# Walking/Running Information



## Tiger Lily 03

For the many WISH members who have been looking for Walking/Running Information there is valuable information contained in the link here:

Walking/Running Info Websites 

Keep on keepin' on!

There are helpful points included that would benefit all WISH members.

I thought I would also add that on the events side of WISH you can find much information on how to get started walking/running. Feel free to step over there.


----------



## momhmmx2

Thanks for the info!  My favorite site is www.runkeeper.com.   They have an app for my phone too.  It let's you set custom intervals to remind you when to walk/run when working out. Keeps track of GPS via phone.  They have also partnered with Jeff Galloway and you can buy his custom training programs for 5k,1/2 and fulls with all fitness levels.  I'm currently doing the 1/2 for beginners by Jeff.  It is a 24 week program easy to follow both online and via the app.


----------



## jsherry

thanks for valued info
 i just how i can be consistent in jogging . i am not so much committed  guy but i want i want to improve my stamina.

Thanks .


----------



## JLBoyer

Thanks


----------



## Grendalynn

I love runkeeper!The App on my iphone is awesome for tracking results, personal bests, music play lists and all kinds of great feedback!


----------

### [Instructions]
1/ Echo a passage from the walking/running thread, beginning at the words "# Walking/Running Information" and stopping after the words "all WISH members.".
2/ Duplicate part of the records word for word, beginning at the line that has "Question. Place one point on every instance of the girl's face" and stopping after the line that has "x=387 y=204".
The thread on walking and running has no connection to the records that come after it.

### [Raw records]
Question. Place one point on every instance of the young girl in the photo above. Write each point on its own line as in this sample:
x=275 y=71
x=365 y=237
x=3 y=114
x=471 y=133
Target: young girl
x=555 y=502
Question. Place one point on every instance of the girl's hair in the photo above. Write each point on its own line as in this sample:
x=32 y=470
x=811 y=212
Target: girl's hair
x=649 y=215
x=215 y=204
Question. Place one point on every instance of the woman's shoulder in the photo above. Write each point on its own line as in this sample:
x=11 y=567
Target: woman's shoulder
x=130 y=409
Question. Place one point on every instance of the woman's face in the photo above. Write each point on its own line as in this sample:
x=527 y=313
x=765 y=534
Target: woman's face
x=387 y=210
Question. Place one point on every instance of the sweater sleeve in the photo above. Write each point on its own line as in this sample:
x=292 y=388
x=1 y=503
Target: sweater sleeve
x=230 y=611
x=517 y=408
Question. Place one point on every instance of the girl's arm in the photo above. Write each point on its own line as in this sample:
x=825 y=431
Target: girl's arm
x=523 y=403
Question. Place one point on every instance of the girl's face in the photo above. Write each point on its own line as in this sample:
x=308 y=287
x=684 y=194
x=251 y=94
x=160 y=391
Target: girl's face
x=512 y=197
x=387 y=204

==

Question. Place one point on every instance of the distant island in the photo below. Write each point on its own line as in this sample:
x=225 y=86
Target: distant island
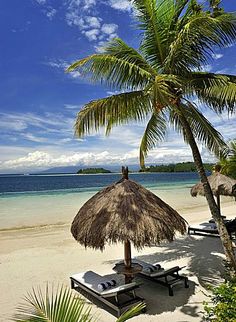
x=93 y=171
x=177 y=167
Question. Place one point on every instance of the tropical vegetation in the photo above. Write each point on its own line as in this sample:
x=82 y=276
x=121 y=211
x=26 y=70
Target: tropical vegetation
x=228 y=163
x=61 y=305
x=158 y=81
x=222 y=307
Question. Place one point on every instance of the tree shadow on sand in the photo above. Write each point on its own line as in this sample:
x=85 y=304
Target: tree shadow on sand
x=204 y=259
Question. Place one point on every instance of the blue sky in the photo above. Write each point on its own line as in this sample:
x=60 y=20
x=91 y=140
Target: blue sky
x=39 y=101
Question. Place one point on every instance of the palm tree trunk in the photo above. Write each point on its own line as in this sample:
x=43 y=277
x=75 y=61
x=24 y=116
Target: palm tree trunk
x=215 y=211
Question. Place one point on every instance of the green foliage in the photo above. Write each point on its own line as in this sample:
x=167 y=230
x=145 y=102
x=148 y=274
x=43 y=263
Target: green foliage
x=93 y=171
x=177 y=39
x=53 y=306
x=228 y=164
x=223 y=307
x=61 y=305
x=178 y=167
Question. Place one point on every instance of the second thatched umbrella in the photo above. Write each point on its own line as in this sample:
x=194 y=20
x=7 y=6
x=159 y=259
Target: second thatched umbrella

==

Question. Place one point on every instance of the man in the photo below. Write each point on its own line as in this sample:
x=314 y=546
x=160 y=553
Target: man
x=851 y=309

### [Solutions to the problems]
1/
# Walking/Running Information



## Tiger Lily 03

For the many WISH members who have been looking for Walking/Running Information there is valuable information contained in the link here:

Walking/Running Info Websites 

Keep on keepin' on!

There are helpful points included that would benefit all WISH members.

2/
Question. Place one point on every instance of the girl's face in the photo above. Write each point on its own line as in this sample:
x=308 y=287
x=684 y=194
x=251 y=94
x=160 y=391
Target: girl's face
x=512 y=197
x=387 y=204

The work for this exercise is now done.